** Opening READING TEXT block **

On May 25, 1979, he was traded to Houston (for pitcher Bo McLaughlin) and eventually established himself with the Astros as a relief pitcher. LaCorte was a member of the National League West Division champion Astros. Along with Joe Sambito and Dave Smith, he was an integral part of the club's successful bullpen. His statistics from the 1980 season were his career best in wins (8), ERA (2.82), games pitched (55), games finished (44), and saves (11).

He appeared in two games in relief in the 1980 National League Championship Series, and was the winner in Game 2's 7–4 Houston win. That win on October 8 was the first postseason victory in Astros history. However, in the deciding fifth game, LaCorte gave up doubles to Del Unser and Garry Maddox in the tenth inning, as the Philadelphia Phillies broke a 7–7 deadlock to win their first National League title in 30 years.

During a May 26, 1982, game against the Montreal Expos, LaCorte walked a batter with the bases loaded. He was so angry that he burned his uniform when he returned to the clubhouse.

** Closing READING TEXT block **
** Opening EXERCISE DATA block **

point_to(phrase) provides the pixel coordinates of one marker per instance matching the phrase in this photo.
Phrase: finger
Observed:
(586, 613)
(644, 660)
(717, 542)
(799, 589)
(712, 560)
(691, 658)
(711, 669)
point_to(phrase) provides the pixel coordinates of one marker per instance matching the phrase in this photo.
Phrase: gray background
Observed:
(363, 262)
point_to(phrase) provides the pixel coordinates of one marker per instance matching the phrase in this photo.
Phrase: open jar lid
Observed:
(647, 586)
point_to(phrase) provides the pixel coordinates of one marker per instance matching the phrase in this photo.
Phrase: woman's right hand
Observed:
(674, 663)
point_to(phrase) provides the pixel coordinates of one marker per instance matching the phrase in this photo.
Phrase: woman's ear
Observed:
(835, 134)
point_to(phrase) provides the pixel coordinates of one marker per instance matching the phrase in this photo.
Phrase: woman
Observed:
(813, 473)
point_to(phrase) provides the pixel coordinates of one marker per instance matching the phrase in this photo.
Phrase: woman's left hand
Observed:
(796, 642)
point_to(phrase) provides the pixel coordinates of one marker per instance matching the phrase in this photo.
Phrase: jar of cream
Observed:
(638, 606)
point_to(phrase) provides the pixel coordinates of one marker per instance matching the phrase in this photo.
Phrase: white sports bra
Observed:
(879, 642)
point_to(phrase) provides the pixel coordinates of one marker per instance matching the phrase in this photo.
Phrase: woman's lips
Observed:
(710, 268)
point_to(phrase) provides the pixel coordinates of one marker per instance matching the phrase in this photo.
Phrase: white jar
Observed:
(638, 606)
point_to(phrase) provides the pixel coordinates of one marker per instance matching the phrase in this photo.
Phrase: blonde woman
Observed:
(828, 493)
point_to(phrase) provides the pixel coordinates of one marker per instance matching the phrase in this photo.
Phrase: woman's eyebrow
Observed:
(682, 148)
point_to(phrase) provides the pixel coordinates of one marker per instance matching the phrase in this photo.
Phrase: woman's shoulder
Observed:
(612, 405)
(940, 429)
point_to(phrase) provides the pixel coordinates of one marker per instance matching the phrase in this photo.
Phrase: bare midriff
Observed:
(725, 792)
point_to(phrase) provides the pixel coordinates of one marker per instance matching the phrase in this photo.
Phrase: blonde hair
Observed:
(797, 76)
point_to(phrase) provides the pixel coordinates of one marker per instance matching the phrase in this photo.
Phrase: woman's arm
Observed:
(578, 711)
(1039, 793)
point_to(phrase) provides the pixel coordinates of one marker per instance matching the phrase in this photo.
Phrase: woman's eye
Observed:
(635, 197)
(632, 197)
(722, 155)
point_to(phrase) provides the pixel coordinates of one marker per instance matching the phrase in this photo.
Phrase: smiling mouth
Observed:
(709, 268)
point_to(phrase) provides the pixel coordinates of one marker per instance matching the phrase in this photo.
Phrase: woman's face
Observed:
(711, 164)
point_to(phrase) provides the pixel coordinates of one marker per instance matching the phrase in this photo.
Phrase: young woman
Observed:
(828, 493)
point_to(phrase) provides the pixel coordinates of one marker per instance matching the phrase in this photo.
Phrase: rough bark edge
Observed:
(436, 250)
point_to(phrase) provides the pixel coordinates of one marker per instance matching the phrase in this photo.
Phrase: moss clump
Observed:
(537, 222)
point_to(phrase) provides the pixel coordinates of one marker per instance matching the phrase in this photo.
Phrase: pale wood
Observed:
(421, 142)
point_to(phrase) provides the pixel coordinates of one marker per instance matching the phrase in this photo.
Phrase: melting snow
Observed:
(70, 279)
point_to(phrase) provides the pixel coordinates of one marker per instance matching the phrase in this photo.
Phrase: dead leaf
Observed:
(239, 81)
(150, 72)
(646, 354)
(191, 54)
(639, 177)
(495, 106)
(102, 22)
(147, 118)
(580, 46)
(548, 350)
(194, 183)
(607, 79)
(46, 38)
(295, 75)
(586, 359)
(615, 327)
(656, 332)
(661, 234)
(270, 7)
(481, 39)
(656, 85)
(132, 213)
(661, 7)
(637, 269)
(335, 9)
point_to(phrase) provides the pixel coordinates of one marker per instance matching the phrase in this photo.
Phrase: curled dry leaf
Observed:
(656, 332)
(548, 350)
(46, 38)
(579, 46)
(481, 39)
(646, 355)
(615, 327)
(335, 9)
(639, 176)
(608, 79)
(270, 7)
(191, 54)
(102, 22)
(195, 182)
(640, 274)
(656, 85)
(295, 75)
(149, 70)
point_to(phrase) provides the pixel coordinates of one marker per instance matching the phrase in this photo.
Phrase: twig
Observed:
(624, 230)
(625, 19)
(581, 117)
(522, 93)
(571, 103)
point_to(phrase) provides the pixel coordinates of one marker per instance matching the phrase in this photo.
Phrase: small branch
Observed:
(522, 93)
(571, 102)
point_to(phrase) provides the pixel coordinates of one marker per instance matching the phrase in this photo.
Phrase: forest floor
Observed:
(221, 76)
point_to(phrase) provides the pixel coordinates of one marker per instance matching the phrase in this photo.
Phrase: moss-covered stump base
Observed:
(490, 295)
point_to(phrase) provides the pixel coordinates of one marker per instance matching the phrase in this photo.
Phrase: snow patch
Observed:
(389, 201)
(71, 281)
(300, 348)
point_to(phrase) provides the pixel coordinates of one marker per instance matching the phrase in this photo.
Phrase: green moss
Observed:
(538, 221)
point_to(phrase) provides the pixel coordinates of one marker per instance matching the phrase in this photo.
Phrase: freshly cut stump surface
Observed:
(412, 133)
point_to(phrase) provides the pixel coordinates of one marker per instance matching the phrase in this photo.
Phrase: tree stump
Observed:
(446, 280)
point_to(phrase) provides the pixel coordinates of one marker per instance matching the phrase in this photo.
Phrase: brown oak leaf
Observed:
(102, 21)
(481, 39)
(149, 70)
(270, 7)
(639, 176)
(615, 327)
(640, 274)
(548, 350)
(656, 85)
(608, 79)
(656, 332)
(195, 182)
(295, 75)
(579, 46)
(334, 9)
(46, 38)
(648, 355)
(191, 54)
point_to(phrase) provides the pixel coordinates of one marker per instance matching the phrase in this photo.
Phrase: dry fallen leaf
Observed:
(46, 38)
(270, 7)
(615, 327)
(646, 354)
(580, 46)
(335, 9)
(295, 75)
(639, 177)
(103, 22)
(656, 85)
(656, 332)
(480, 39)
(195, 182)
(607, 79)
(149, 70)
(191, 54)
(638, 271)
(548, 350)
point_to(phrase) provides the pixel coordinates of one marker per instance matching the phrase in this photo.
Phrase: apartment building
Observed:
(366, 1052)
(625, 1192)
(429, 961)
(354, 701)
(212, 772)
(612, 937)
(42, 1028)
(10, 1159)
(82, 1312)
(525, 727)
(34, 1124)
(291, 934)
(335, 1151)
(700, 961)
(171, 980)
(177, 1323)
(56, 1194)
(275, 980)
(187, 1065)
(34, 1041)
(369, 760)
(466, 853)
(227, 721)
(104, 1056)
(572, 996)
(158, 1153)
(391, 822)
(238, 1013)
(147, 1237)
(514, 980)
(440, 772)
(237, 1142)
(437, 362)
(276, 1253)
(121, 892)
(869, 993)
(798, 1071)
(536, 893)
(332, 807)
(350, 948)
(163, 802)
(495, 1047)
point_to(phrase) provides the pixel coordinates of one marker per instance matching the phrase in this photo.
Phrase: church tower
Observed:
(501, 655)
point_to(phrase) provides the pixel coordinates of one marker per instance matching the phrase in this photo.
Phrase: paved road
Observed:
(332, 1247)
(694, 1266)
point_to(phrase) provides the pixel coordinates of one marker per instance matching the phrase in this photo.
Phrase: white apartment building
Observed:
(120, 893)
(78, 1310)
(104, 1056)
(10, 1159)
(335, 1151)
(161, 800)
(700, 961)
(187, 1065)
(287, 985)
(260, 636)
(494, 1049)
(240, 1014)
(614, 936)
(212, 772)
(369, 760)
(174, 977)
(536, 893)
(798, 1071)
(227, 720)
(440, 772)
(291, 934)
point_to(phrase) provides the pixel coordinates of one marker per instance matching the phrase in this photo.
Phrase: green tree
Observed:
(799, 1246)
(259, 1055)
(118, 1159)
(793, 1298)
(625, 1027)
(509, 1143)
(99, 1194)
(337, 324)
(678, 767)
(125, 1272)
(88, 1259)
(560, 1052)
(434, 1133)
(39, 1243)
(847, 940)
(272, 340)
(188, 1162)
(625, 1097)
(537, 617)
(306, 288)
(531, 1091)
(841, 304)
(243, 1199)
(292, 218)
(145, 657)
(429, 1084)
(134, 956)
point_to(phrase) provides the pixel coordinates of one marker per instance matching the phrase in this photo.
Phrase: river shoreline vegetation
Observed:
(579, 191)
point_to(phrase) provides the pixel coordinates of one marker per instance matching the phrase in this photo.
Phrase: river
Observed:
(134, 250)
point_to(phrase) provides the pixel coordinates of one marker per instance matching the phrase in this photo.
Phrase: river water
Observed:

** Closing EXERCISE DATA block **

▸ ACTIVITIES
a) In the passage on LaCorte's years with the Astros, rewrite the part between "On May 25, 1979, he" and "and saves (11).", inclusive, substituting "relief staff" for "bullpen".
b) Continue the passage on LaCorte's pitching career from its last sentence.
You won't need the lines to do any of the work.

▸ ANSWERS BY ITEM NUMBER
a)
On May 25, 1979, he was traded to Houston (for pitcher Bo McLaughlin) and eventually established himself with the Astros as a relief pitcher. LaCorte was a member of the National League West Division champion Astros. Along with Joe Sambito and Dave Smith, he was an integral part of the club's successful relief staff. His statistics from the 1980 season were his career best in wins (8), ERA (2.82), games pitched (55), games finished (44), and saves (11).

b)
During his Major League career, LaCorte appeared in 253 total games — only 32 as a starting pitcher — and allowed 457 hits and 258 bases on balls in 490 innings pitched. He notched 372 strikeouts and 26 saves to go along with his 23 Major-League wins. He retired from professional baseball after the season.

==Post-baseball career==
Upon his retirement, LaCorte moved back to Gilroy, California, where he was raised, and purchased a tow truck business named Marx Towing. His wife is a former beauty pageant queen. They have been married for more than 40 years and have two grown children.

On December 3, 1985, LaCorte was driving in Gilroy and hit Anne Swift (age 88) and Alice Denhard (age 68) with his car while they were crossing the street in a crosswalk. Anne Swift died on January 15, 1986. LaCorte pleaded no contest to a misdemeanor charge of vehicular manslaughter, and was sentenced to a $1,700 fine, 200 hours of community service, and 3 years probation.